* **Requisitos de la tarea**:
• 1. Transcribe sin cambios el pasaje del texto sobre el virus y las ciencias sociales que comienza con "Para la primera" y sigue hasta "atraer el talento.".
• 2. Prolonga el texto sobre el virus y las ciencias sociales a partir del punto en que termina.

* **Texto fuente**:
>>>>
Las miradas meso y macroscópicas, deberíamos decir sociales, también han mostrado su utilidad. Hasta la llegada de las vacunas, ha habido poblaciones, la mayoría de ellas en el continente asiático, aunque no exclusivamente, que consiguieron frenar el avance del virus en su población mediante la adopción de medidas tan dispares como los confinamientos domiciliarios, el cierre de espacios públicos, el uso de mascarillas, las restricciones a la movilidad o cambios en las formas de relacionarnos. En el conjunto del mundo la forma en que se han aplicado estas medidas ha seguido muy diferentes criterios, que han ido variando con el tiempo en intensidad y extensión, de manera que en unos casos las decisiones adoptadas permitieron detener el virus y, en otros casos, se alternó entre procesos de contención y de mayor facilidad para la transmisión comunitaria. Todavía hoy se da la paradoja de que países sin apenas vacunas consiguen mejores resultados en términos de morbilidad y mortalidad que aquellos donde están ampliamente disponibles.

Para la primera mirada, centrada en lo que ocurre en el interior de nuestro organismo, existen mayores fondos financieros de la investigación, tanto públicos como privados, una industria potente, como la farmacéutica y, en consecuencia, mejores equipamientos, mayores equipos humanos y por qué no decirlo, más estímulos para atraer el talento.

Sin embargo, pese a que lo característico de los virus es que se acaben trasmitiendo de una persona a otra persona, apenas se han dedicado esfuerzos a investigar las situaciones en que las personas entran en contacto de un modo tal que esa trasmisión sea posible. Las ciencias sociales se definen precisamente por el estudio de la interacción entre las personas, de las formas en las que nos relacionamos. Entre ellas, se puede citar en particular la Sociología, aunque no exclusivamente, pues también se puede incluir a la Antropología, la Geografía, las ciencias de la Comunicación, la Economía o, entre otras, la propia Epidemiología que es definida por una buena parte de su comunidad científica como una ciencia social.
<<<<
* **Datos extraídos**:
>>>>
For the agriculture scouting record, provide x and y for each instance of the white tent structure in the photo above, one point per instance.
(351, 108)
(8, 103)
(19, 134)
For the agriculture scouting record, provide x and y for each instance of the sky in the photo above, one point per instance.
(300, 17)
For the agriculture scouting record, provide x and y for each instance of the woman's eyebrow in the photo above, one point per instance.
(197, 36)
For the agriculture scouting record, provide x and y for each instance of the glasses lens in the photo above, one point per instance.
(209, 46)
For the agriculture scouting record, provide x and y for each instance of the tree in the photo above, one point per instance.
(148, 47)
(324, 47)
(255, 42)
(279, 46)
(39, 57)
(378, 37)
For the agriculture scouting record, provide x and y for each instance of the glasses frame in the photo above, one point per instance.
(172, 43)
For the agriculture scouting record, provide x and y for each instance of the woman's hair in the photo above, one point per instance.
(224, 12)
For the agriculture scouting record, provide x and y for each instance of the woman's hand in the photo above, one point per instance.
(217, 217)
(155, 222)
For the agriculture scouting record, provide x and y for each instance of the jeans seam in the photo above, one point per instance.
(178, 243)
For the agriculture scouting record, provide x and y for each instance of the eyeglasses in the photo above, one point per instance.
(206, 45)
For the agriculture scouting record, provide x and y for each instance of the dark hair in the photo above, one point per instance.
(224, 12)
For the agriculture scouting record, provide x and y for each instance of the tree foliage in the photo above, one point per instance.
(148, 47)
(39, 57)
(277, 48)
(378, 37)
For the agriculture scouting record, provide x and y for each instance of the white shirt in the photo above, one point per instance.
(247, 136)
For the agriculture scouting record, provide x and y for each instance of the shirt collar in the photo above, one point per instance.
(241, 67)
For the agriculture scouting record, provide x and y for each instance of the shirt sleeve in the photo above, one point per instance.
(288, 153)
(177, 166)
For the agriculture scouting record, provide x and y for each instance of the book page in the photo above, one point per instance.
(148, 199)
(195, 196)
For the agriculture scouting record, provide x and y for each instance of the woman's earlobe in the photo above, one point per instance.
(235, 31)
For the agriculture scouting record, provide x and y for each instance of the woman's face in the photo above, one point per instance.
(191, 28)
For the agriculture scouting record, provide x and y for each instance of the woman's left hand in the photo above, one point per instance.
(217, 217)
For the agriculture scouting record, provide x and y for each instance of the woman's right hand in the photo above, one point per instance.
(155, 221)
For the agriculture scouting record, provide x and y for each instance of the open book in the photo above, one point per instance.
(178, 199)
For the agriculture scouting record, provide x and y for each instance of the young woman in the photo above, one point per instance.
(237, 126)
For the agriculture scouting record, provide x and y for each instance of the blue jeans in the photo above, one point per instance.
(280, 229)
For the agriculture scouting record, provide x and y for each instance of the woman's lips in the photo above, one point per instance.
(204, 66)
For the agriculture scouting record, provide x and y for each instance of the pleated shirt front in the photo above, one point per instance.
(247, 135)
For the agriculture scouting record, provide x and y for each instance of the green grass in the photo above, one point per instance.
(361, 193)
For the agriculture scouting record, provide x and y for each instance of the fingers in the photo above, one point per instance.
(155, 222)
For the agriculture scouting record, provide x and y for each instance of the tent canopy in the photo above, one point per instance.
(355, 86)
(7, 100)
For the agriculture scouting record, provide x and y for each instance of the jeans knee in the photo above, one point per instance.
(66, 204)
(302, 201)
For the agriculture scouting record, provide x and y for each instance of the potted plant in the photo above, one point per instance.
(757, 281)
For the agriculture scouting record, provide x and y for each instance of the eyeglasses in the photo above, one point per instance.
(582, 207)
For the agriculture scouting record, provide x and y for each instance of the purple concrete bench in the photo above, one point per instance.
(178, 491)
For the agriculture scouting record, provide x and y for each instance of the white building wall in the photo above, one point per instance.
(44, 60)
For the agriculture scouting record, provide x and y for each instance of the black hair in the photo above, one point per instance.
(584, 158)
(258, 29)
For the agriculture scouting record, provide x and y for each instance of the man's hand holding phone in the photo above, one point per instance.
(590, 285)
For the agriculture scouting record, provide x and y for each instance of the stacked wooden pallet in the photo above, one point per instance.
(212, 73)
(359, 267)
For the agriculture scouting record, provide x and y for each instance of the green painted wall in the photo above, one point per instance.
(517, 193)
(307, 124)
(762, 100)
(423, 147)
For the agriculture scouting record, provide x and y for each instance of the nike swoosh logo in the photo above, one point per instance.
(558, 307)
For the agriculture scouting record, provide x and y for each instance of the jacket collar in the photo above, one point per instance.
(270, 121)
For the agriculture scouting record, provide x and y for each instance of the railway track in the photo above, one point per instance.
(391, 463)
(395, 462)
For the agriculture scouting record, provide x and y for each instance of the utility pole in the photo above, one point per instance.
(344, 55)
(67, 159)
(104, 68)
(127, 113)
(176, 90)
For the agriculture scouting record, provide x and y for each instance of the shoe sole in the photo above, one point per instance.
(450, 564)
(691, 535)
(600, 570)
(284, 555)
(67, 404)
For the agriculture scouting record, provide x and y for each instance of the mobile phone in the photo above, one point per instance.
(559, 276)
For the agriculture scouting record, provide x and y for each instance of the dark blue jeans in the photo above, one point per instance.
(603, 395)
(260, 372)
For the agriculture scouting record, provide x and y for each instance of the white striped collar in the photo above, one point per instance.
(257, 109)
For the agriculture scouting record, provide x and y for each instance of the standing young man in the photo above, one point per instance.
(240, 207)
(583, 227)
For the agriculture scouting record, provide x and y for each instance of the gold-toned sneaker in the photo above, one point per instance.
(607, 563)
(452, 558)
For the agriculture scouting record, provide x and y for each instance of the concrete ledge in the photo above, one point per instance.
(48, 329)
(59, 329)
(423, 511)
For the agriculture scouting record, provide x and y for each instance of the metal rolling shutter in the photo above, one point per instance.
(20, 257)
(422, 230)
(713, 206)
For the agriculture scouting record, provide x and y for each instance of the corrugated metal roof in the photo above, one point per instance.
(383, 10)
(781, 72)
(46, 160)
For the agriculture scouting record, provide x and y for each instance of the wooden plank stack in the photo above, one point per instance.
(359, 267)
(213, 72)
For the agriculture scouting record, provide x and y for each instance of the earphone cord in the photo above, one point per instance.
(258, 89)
<<<<
* **Resultados del ejercicio**:
• 1.
Para la primera mirada, centrada en lo que ocurre en el interior de nuestro organismo, existen mayores fondos financieros de la investigación, tanto públicos como privados, una industria potente, como la farmacéutica y, en consecuencia, mejores equipamientos, mayores equipos humanos y por qué no decirlo, más estímulos para atraer el talento.

• 2.
Pese al interés de estas miradas, es más raro encontrar centros de investigación, empresas o entidades públicas o privadas dispuestos a financiarlos. Significativamente, quienes durante esta crisis se han dedicado a observar a qué tipo de proyectos han ido a parar los fondos de las convocatorias de investigación pública destinados a dar respuesta a la COVID-19 han señalado que las cantidades destinadas a estas otras miradas han sido de nulas a nimias.

Corresponde preguntarse, en un ejercicio casi de ciencia ficción (de ficción porque no ha llegado a producirse), qué podría haber aportado la investigación social en la respuesta a la pandemia. Se pueden imaginar algunos elementos: los estudios en materia de comunicación podrían haber servido para explicar a la población las medidas a adoptar, contribuido a cambiar nuestra forma de relacionarnos o haber evitado ansiedad, confusión y dudas a la hora de vacunarse; la investigación sobre la estructura de familia y las relaciones de parentesco habría permitido entender los contactos en días laborales, de fiesta y vacaciones y adoptar medidas ajustadas a la necesidad, sin caer en el exceso ni en el defecto; datos detallados de la estructura del mercado de trabajo habrían valido para conocer las implicaciones para cada grupo social del cese de actividad y diseñar las medidas de protección en consecuencia; el análisis de la organización de los cuidados formales e informales a personas dependientes habría permitido reducir la mortalidad en personas dependientes y cuidadoras y así para tantos otros temas que han se visto profundamente alterados por la pandemia y las respuestas que se le ha dado: el ocio, la movilidad urbana, el turismo, la violencia de género, el estigma, la discriminación o el racismo, por nombrar algunos.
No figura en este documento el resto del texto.